Keberadan uang kertas menjadi sebuah kenyataan yang tidak terelakkan. Hampir seluruh negara di dunia termasuk Negara-negara muslim menerapkan uang kertas fiat murni sebagai uang negara masing masing.
Kehalalan uang kertas sebagai alat transaksi bagi umat Islam kembali muncul disuarakan oleh beberapa kalangan kecil masyarakat islam. Kalangan yang getol mengugat kehalalan uang kertas adalah kalangan yang sangat yakin keharusan kembalinya mata uang ummat Islam pada prinsip bimentalis yakni mata uang dinar dan dirham. Terhadap keharaman uang kertas telah terbit fatwa keharaman uang kertas oleh gerakan murabitun pada tahun 1991[12]
Argumen pengharaman uang kertas yang dilontarkan oleh kalangan penolaknya adalah:
1)      Uang kertas, nilai yang dipunyai tidak secara instrinsik pada uang tersebut melainkan pada jaminan pembuat uang tersebut. Uang kertas model ini menurut Zaim Saidi[13] ( 2010: 102-103) adalah riba karena nilai nominal ditentukan oleh negara lewat keputusan politik. Penulisan nilai nominal angka yang jauh dari nilai intrinsic harga kertas tersebut termasuk kategori menambah sesuatu dari ketiadaan. Penambahan sesuatu dari ketiadaan mencerminkan uang secara substansi adalah riba.

Tujuan Tugas 1:
Salin seluruh teks tentang uang kertas tanpa mengubah satu kata atau tanda baca pun.
Entri yang menyusul tidak ada hubungannya dengan teks tentang uang kertas.

Entri anotasi batas:
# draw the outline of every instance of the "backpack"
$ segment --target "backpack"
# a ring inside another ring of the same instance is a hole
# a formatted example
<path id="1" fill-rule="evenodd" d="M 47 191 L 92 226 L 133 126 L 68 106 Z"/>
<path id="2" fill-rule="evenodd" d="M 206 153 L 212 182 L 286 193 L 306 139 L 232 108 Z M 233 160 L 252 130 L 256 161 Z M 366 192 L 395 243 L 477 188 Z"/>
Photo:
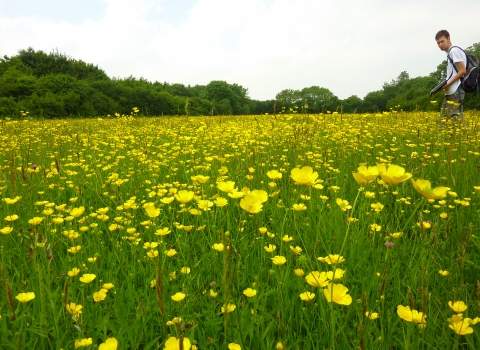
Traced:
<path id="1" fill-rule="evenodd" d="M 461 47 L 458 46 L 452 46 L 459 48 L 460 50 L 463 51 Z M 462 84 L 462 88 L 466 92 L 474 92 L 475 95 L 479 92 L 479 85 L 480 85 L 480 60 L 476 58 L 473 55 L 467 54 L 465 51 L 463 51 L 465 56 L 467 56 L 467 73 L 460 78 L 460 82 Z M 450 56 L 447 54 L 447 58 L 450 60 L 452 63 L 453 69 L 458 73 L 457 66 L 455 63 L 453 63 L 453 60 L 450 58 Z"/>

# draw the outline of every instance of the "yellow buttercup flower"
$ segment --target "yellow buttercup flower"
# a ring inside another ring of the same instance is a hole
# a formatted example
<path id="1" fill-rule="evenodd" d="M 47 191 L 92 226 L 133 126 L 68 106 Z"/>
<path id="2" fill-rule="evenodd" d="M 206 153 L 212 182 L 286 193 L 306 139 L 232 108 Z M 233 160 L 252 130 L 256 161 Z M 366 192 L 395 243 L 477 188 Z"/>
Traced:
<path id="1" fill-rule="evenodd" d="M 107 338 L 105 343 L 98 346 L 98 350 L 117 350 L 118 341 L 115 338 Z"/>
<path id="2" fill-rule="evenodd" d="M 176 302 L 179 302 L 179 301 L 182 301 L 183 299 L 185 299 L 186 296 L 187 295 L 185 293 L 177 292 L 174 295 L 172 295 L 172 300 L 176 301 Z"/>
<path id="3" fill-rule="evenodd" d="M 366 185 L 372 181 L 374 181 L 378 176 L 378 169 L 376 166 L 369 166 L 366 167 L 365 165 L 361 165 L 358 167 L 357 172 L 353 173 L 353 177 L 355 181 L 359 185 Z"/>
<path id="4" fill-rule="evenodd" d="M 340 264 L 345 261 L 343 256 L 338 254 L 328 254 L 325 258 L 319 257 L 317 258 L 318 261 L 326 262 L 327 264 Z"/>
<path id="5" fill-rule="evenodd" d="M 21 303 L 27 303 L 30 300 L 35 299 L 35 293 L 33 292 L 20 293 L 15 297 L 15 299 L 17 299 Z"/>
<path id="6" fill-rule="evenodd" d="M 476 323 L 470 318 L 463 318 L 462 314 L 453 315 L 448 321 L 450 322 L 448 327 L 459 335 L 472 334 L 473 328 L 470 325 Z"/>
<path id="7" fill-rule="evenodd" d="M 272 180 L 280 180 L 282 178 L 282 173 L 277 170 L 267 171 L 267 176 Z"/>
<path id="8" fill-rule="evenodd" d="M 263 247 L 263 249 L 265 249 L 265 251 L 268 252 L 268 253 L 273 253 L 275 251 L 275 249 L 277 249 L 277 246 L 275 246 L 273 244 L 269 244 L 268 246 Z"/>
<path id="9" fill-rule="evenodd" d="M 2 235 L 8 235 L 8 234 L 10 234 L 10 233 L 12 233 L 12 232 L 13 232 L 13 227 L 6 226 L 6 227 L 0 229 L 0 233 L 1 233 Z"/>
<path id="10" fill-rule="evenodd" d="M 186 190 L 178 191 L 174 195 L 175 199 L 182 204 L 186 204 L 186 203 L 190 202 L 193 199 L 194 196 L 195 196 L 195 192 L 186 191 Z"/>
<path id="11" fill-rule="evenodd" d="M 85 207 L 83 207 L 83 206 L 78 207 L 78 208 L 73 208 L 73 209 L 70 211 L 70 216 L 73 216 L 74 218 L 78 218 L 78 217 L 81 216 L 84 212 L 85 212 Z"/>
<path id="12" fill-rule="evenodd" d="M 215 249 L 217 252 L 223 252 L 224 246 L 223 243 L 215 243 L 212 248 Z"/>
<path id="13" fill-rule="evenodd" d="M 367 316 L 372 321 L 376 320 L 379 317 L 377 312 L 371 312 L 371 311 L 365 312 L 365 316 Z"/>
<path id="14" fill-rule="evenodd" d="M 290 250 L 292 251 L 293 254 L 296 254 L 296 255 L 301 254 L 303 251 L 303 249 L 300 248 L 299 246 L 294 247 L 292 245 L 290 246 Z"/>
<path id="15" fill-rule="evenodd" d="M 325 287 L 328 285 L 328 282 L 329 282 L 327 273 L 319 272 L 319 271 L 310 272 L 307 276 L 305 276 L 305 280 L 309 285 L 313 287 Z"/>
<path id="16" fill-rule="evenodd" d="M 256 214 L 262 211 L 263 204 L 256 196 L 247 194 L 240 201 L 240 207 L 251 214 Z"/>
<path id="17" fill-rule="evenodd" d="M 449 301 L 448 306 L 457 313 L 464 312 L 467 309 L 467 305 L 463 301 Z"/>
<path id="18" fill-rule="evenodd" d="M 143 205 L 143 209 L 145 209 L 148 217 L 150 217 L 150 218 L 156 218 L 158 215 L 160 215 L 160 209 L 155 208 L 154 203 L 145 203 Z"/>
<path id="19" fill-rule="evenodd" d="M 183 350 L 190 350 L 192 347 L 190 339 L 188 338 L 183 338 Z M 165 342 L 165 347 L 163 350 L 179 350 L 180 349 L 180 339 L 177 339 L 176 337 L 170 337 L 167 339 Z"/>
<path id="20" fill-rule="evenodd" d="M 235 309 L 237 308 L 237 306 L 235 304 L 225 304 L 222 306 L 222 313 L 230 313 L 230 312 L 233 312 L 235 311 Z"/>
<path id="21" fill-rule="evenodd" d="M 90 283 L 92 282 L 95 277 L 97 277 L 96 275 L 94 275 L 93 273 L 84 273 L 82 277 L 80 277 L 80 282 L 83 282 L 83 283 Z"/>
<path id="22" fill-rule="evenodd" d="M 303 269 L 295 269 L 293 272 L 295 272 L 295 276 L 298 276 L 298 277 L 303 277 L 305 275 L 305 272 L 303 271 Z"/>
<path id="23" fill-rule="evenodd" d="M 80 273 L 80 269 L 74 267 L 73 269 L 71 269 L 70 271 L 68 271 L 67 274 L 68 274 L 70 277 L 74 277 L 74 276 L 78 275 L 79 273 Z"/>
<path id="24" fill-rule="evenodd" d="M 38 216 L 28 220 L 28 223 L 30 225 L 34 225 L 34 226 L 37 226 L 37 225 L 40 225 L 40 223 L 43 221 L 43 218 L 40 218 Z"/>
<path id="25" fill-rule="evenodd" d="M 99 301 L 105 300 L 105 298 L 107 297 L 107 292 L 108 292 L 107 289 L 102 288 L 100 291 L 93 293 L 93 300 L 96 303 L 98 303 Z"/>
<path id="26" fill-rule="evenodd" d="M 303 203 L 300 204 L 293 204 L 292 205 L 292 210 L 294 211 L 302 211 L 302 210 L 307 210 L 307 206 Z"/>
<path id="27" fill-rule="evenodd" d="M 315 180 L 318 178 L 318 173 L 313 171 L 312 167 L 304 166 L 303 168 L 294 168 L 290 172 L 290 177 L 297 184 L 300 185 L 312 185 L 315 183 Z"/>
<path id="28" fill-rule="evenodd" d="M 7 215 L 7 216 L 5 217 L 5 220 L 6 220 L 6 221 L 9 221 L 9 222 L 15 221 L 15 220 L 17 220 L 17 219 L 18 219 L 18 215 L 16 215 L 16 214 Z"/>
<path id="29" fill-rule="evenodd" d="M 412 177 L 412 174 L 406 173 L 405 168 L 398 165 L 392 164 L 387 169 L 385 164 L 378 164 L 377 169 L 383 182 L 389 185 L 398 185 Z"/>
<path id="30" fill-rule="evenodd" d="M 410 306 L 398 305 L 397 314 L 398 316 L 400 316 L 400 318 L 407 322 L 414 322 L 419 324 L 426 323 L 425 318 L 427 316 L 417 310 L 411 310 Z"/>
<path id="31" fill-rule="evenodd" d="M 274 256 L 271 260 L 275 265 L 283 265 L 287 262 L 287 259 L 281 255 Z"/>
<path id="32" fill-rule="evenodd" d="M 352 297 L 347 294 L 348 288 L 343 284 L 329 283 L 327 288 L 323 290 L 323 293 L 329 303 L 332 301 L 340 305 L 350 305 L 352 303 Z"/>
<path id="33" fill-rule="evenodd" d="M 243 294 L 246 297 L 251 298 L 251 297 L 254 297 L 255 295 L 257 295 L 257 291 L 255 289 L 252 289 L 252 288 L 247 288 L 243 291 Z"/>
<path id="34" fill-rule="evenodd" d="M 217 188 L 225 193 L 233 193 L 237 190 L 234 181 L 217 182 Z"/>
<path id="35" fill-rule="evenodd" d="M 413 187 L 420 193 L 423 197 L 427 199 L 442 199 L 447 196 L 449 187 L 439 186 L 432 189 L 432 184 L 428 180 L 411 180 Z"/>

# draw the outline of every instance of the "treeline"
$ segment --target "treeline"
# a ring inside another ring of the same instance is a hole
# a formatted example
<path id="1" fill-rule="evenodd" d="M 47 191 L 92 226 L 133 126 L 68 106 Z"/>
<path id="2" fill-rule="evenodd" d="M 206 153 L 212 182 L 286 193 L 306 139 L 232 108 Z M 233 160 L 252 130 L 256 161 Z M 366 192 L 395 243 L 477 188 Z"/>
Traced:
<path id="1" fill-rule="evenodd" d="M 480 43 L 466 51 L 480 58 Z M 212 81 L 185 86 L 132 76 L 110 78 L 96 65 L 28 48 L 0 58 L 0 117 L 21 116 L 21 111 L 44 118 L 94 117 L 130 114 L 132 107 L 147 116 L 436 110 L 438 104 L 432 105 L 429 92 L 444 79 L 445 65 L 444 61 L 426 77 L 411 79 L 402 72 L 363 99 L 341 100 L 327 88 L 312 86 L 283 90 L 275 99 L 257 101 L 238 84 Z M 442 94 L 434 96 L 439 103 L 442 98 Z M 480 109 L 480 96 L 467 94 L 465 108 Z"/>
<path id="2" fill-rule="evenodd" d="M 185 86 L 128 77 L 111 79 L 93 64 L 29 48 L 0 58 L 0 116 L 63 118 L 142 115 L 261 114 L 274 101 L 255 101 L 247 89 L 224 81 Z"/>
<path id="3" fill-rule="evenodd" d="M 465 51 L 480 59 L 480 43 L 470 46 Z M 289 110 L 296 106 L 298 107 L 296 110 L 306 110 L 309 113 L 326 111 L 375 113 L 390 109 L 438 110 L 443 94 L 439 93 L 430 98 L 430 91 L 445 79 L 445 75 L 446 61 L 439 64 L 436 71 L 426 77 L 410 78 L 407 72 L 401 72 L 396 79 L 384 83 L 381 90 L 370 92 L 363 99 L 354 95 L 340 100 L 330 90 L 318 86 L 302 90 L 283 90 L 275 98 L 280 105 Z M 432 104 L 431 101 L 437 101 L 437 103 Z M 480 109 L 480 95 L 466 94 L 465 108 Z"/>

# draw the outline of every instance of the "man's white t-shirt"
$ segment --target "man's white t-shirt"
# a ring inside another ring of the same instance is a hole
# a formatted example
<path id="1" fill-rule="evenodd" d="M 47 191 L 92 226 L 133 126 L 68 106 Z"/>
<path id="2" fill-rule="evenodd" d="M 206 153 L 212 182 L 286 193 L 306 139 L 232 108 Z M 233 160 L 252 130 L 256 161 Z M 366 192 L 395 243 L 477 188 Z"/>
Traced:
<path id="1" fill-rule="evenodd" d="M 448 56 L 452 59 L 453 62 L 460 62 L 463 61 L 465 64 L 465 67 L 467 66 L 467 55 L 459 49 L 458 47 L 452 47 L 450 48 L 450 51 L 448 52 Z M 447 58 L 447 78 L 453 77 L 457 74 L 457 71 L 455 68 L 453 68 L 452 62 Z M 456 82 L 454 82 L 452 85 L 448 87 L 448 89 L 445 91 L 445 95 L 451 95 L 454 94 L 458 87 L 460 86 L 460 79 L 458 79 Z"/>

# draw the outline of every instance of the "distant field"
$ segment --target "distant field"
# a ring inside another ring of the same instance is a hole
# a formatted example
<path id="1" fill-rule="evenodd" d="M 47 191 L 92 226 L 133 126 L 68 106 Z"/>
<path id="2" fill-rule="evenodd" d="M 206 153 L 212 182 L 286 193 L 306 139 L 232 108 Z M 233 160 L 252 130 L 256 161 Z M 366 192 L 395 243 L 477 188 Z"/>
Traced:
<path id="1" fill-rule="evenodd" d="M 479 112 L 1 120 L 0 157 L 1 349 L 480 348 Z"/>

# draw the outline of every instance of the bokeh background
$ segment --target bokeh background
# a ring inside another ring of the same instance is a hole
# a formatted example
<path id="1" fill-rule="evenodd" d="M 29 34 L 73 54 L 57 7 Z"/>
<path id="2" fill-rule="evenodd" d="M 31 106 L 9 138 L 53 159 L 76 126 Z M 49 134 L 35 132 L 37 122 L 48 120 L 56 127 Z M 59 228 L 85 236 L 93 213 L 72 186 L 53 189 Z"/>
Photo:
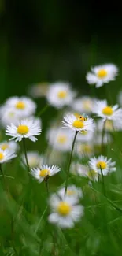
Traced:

Tujuan Tugas 2:
Susun baris-baris entri sebagai tabel Markdown dengan kolom "Nomor" dan "Baris entri". Ambil baris dari awal entri sampai baris yang memuat "461 47 L 458", termasuk kedua ujungnya, dan lewati baris kosong serta gambar.

Hasil yang Benar 1:
Keberadan uang kertas menjadi sebuah kenyataan yang tidak terelakkan. Hampir seluruh negara di dunia termasuk Negara-negara muslim menerapkan uang kertas fiat murni sebagai uang negara masing masing.
Kehalalan uang kertas sebagai alat transaksi bagi umat Islam kembali muncul disuarakan oleh beberapa kalangan kecil masyarakat islam. Kalangan yang getol mengugat kehalalan uang kertas adalah kalangan yang sangat yakin keharusan kembalinya mata uang ummat Islam pada prinsip bimentalis yakni mata uang dinar dan dirham. Terhadap keharaman uang kertas telah terbit fatwa keharaman uang kertas oleh gerakan murabitun pada tahun 1991[12]
Argumen pengharaman uang kertas yang dilontarkan oleh kalangan penolaknya adalah:
1)      Uang kertas, nilai yang dipunyai tidak secara instrinsik pada uang tersebut melainkan pada jaminan pembuat uang tersebut. Uang kertas model ini menurut Zaim Saidi[13] ( 2010: 102-103) adalah riba karena nilai nominal ditentukan oleh negara lewat keputusan politik. Penulisan nilai nominal angka yang jauh dari nilai intrinsic harga kertas tersebut termasuk kategori menambah sesuatu dari ketiadaan. Penambahan sesuatu dari ketiadaan mencerminkan uang secara substansi adalah riba.

Hasil yang Benar 2:
| Nomor | Baris entri |
|---|---|
| 1 | # draw the outline of every instance of the "backpack" |
| 2 | $ segment --target "backpack" |
| 3 | # a ring inside another ring of the same instance is a hole |
| 4 | # a formatted example |
| 5 | <path id="1" fill-rule="evenodd" d="M 47 191 L 92 226 L 133 126 L 68 106 Z"/> |
| 6 | <path id="2" fill-rule="evenodd" d="M 206 153 L 212 182 L 286 193 L 306 139 L 232 108 Z M 233 160 L 252 130 L 256 161 Z M 366 192 L 395 243 L 477 188 Z"/> |
| 7 | Photo: |
| 8 | Traced: |
| 9 | <path id="1" fill-rule="evenodd" d="M 461 47 L 458 46 L 452 46 L 459 48 L 460 50 L 463 51 Z M 462 84 L 462 88 L 466 92 L 474 92 L 475 95 L 479 92 L 479 85 L 480 85 L 480 60 L 476 58 L 473 55 L 467 54 L 465 51 L 463 51 L 465 56 L 467 56 L 467 73 L 460 78 L 460 82 Z M 450 56 L 447 54 L 447 58 L 450 60 L 452 63 L 453 69 L 458 73 L 457 66 L 455 63 L 453 63 L 453 60 L 450 58 Z"/> |